— SELECTED PASSAGE —
******
You are viewing a plain text version of this content. The canonical link for it is here.

Posted to user@cassandra.apache.org by Parth Setya <se...@gmail.com> on 2015/01/15 14:52:00 UTC

Add a node with existing data to a cluster

Hi

I am attempting to add a cassandra node which has some existing data on it
to an existing clutser. Is this a legit thing to do?
And what will happen if the same data with different timestamps exists on
the node to be added and the existing cluster?
What will happen if auto_bootstrapping property is enabled and also i run a
repair as soon as the node is added to the cluster?

Best
Parth

Re: Add a node with existing data to a cluster

Posted by Robert Coli <rc...@eventbrite.com>.

On Thu, Jan 15, 2015 at 5:52 AM, Parth Setya <se...@gmail.com> wrote:

> I am attempting to add a cassandra node which has some existing data on it
> to an existing clutser. Is this a legit thing to do?
>

Sure, it's similar to running "nodetool refresh" but without the lack of
safety. It also may interfere with bootstrapping. But it's not entirely
illegitimate.
******
— INFORMATION SHOWN —
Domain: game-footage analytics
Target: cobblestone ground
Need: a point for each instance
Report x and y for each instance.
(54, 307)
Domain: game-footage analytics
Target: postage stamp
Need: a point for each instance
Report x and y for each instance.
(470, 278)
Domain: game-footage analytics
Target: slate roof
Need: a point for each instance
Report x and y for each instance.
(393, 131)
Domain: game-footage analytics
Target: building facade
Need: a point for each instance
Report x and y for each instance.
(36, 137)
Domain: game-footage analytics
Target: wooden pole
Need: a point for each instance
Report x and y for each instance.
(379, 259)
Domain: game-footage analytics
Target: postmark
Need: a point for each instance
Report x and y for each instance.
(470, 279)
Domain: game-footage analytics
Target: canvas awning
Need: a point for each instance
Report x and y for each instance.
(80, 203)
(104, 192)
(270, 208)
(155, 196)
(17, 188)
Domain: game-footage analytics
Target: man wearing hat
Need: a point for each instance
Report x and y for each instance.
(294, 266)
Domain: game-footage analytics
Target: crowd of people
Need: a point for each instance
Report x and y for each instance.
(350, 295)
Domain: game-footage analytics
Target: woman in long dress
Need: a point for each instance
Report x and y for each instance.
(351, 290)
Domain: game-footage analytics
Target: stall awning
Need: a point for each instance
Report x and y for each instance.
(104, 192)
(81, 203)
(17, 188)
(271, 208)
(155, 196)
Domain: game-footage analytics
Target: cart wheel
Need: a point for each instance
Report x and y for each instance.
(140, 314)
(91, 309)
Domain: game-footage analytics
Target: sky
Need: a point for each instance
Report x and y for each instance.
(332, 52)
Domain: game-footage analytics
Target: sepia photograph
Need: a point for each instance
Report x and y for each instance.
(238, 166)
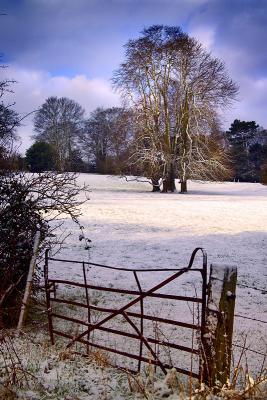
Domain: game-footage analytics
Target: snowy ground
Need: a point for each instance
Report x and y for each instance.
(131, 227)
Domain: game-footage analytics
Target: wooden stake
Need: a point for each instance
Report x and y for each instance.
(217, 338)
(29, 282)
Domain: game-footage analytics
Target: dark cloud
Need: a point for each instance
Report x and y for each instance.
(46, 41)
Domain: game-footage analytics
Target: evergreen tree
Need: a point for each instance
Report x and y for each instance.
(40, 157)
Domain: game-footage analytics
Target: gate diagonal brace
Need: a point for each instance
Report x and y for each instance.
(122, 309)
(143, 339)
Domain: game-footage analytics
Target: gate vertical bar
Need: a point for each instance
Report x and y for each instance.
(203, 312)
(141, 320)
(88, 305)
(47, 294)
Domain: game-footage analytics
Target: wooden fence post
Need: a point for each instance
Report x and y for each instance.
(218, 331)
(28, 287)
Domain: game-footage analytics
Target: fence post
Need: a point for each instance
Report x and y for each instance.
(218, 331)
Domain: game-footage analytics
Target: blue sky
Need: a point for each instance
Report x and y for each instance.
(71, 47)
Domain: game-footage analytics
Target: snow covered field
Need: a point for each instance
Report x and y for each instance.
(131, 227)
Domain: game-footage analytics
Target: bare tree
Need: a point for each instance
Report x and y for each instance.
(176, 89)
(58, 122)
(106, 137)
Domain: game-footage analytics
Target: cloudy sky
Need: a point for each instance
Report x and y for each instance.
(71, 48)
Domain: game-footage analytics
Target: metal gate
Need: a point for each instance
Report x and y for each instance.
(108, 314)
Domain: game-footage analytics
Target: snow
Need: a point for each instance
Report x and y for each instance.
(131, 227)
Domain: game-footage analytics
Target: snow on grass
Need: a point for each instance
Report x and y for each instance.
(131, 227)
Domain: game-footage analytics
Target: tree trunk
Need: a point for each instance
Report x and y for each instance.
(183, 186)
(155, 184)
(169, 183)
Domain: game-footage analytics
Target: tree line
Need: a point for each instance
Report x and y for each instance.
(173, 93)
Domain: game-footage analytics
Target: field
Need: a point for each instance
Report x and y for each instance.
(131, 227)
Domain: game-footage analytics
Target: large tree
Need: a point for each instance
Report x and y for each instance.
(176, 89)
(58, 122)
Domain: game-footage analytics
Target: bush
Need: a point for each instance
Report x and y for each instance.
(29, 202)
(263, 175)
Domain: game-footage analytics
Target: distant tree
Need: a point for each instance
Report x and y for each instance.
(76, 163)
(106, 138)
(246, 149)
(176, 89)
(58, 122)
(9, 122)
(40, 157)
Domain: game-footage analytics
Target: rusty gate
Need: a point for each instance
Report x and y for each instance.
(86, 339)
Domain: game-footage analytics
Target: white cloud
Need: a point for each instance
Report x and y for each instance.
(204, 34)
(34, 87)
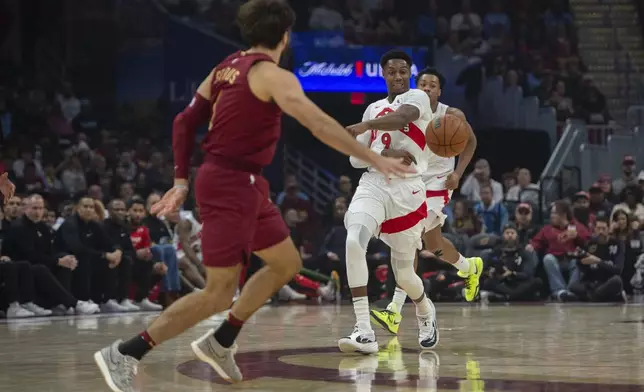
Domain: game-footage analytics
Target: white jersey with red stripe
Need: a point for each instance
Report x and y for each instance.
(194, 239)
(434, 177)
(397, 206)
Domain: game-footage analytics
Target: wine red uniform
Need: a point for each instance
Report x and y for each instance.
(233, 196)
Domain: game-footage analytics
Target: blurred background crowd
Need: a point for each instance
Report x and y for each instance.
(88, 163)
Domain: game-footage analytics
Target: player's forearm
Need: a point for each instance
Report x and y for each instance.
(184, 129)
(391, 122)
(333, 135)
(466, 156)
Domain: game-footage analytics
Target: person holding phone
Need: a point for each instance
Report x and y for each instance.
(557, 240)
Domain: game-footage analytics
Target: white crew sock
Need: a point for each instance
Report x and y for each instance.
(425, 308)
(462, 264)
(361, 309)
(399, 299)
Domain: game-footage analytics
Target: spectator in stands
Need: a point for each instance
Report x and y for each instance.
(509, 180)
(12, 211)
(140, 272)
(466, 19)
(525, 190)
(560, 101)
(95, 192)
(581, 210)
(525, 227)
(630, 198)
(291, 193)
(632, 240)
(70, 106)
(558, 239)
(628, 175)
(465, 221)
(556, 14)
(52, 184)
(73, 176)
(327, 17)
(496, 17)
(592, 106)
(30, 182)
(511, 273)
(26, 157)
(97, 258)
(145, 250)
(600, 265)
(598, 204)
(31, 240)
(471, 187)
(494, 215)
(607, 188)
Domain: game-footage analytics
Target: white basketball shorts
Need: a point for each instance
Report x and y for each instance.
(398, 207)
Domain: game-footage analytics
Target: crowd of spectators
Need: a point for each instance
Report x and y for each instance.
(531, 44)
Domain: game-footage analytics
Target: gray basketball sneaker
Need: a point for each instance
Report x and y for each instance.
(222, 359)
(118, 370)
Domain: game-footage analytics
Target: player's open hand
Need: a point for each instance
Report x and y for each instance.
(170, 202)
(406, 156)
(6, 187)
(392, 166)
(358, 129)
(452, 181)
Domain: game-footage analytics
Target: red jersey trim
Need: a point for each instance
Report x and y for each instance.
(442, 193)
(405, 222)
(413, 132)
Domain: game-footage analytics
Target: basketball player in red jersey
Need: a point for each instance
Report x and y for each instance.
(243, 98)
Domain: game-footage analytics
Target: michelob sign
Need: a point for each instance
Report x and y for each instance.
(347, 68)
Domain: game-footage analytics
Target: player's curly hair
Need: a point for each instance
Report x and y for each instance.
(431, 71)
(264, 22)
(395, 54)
******
— SHORT PROBLEM —
Resume the mailing-list thread about adding a Cassandra node with existing data to a cluster, starting right after its last sentence.

— RESULT —
> And what will happen if the same data with different timestamps exists on
> the node to be added and the existing cluster?
>

The same reconciliation logic that would otherwise occur. There are cases
where this could unmask deleted data and other unexpected seeming things.

> What will happen if auto_bootstrapping property is enabled and also i run
> a repair as soon as the node is added to the cluster?
>

Depends on whether your version contains :

https://issues.apache.org/jira/browse/CASSANDRA-6961

This allows you to start a node with old data, repair it while it
"hibernate"s as a non-full-member of the cluster, and then have it join.

Otherwise, you serve stale reads at CLs below quorum until the repair
completes.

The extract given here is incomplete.